> MATERIAL PROVIDED
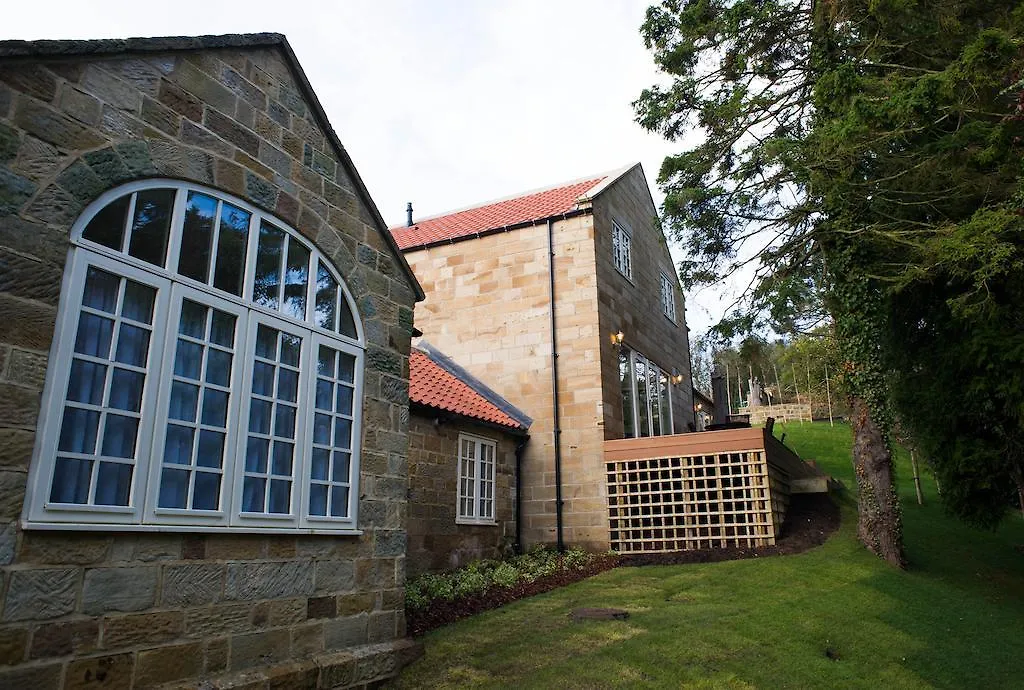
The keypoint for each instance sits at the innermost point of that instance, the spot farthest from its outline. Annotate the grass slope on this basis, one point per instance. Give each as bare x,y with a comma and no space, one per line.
955,619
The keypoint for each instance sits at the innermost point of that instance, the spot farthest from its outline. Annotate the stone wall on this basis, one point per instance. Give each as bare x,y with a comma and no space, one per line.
435,541
100,609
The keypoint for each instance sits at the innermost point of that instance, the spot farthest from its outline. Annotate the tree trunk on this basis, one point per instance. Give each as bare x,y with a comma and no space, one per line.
879,521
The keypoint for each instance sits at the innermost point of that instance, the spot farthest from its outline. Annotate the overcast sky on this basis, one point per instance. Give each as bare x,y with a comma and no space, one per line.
442,103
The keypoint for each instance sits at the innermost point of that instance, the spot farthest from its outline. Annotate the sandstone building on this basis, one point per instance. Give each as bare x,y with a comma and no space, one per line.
565,301
204,376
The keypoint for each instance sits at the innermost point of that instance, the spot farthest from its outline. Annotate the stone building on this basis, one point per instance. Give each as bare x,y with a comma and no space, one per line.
565,301
204,376
465,443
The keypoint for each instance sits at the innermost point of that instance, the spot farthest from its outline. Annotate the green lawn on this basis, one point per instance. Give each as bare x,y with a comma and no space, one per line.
955,619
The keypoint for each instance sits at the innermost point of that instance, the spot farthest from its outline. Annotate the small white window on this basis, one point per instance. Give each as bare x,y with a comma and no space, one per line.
206,373
668,298
622,252
476,480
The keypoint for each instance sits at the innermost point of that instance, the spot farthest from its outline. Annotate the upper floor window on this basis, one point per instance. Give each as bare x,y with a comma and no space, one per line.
668,298
207,372
622,251
476,479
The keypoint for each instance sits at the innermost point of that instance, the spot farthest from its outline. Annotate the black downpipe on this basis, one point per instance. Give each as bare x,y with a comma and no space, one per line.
518,493
554,387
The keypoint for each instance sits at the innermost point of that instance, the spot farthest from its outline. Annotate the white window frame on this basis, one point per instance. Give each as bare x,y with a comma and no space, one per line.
668,298
478,442
622,250
141,513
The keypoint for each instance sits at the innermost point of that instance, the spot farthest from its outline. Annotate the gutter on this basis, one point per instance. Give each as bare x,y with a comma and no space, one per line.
557,432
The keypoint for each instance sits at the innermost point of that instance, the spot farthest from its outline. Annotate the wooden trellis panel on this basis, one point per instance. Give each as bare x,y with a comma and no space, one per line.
706,501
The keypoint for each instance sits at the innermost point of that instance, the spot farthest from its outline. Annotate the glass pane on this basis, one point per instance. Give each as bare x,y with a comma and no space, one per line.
288,385
259,417
317,500
100,290
126,390
344,401
222,329
296,279
324,388
184,399
211,448
133,345
206,493
173,488
252,494
346,368
327,298
71,480
320,465
339,501
177,447
325,361
215,407
256,455
193,319
218,367
231,249
79,430
267,284
263,379
138,302
197,236
94,334
284,423
291,349
86,382
283,459
153,218
113,484
342,433
280,496
108,226
266,342
347,325
322,429
339,472
187,359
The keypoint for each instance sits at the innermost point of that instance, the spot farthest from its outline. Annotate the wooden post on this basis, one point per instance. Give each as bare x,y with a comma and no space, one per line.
916,479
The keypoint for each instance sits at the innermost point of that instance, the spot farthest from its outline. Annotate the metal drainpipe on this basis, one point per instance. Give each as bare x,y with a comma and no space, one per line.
557,434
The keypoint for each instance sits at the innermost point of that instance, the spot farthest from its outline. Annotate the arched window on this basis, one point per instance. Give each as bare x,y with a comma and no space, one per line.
207,372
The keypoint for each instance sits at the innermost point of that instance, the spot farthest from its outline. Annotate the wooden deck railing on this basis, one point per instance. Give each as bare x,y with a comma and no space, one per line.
698,490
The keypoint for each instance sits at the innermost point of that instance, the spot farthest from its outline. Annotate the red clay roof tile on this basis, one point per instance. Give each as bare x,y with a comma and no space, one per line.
434,387
525,208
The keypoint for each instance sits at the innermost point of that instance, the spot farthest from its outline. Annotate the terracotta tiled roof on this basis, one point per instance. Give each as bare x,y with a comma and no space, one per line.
525,208
434,386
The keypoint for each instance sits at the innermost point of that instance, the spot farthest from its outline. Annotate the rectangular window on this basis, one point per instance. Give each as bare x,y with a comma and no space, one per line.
668,298
476,479
622,252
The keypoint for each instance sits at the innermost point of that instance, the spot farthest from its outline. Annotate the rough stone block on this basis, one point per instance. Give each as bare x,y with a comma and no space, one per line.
168,663
39,595
111,673
119,590
258,649
142,629
269,580
347,632
193,585
61,639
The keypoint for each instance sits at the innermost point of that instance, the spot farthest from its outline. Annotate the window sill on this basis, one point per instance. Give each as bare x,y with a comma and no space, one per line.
32,525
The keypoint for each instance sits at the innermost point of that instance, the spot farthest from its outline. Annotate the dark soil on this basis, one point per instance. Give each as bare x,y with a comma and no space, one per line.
811,519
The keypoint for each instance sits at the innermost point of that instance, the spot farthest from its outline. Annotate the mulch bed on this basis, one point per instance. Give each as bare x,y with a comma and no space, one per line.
811,519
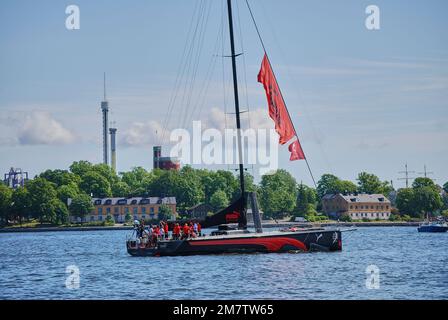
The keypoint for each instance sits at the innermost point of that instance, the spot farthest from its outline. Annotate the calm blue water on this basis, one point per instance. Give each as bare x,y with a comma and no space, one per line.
412,266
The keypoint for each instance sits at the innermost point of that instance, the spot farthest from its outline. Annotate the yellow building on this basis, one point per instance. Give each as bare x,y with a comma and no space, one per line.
138,208
360,206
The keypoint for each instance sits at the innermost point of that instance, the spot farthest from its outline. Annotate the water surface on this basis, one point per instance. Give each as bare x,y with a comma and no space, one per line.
412,265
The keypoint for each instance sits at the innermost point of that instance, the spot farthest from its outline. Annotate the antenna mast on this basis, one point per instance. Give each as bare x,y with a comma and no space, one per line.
406,172
426,173
243,222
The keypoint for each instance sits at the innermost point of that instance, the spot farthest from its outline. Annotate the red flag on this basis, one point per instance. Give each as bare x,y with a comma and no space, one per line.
277,108
296,151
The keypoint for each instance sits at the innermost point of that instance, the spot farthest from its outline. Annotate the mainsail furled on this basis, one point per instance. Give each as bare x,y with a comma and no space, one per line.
278,111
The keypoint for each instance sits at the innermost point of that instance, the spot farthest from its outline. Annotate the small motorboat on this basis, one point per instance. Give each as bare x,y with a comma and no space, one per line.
433,227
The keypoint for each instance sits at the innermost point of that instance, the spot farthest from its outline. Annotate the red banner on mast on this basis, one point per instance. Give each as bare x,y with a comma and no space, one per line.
278,111
277,108
296,151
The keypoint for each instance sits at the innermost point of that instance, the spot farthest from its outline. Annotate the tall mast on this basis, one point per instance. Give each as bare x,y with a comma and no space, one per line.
235,92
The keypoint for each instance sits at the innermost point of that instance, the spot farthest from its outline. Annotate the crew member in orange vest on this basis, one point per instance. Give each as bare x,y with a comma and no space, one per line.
166,229
185,230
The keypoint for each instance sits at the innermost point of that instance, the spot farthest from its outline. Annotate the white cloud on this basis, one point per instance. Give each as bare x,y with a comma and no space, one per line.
258,118
144,133
40,128
152,132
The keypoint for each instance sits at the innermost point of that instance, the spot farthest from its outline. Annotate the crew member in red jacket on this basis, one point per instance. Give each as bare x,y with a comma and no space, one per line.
199,229
185,230
166,229
176,232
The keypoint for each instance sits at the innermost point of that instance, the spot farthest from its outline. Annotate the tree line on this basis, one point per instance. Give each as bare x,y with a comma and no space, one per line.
44,198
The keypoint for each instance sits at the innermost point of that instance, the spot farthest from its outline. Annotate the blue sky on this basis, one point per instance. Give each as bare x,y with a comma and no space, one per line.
361,100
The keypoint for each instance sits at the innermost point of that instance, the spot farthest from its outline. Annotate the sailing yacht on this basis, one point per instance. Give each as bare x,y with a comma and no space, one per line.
231,240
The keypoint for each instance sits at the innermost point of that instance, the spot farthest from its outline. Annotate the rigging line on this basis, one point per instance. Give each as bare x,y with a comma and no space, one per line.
223,71
193,82
240,28
187,64
289,115
207,81
179,75
315,131
191,64
244,73
202,35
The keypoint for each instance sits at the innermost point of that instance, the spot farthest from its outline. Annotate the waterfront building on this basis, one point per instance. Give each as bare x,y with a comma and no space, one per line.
359,206
138,208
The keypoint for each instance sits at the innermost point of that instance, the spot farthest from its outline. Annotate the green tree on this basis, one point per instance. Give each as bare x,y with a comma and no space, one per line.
43,195
219,200
94,183
183,185
61,215
424,182
137,179
121,189
110,221
278,194
406,201
80,168
67,191
81,206
306,201
21,204
60,177
427,200
5,202
165,212
445,187
328,184
345,187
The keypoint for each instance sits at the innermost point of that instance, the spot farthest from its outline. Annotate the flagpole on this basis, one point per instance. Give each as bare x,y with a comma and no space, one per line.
264,49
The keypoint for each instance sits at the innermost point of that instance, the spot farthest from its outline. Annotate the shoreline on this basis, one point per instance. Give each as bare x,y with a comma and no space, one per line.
250,225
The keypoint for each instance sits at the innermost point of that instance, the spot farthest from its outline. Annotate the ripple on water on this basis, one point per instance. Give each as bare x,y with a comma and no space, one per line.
412,266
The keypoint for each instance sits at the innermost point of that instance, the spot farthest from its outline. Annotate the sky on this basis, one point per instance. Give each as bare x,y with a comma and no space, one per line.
361,100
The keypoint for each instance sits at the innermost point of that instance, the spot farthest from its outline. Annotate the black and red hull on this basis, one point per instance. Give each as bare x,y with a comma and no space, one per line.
270,242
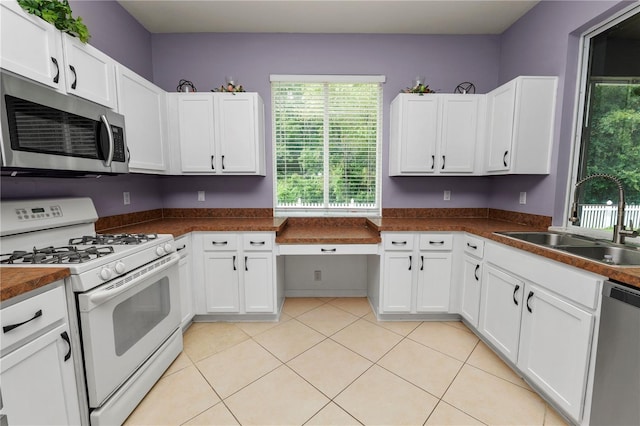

> AIM OF THE TASK
Format the rows as a numbered list, starting at the line that contains "the black and" and ending at the last row. Skip blank lines and leave out the pictures.

> RESULT
1. The keypoint for each instance sits at the innermost point of that instance, the spot farthest from its outline. Annotate the black and red hull on this basis, one point per instance. Give each as bare x,y with a comma and no space, one per line.
2. 270,242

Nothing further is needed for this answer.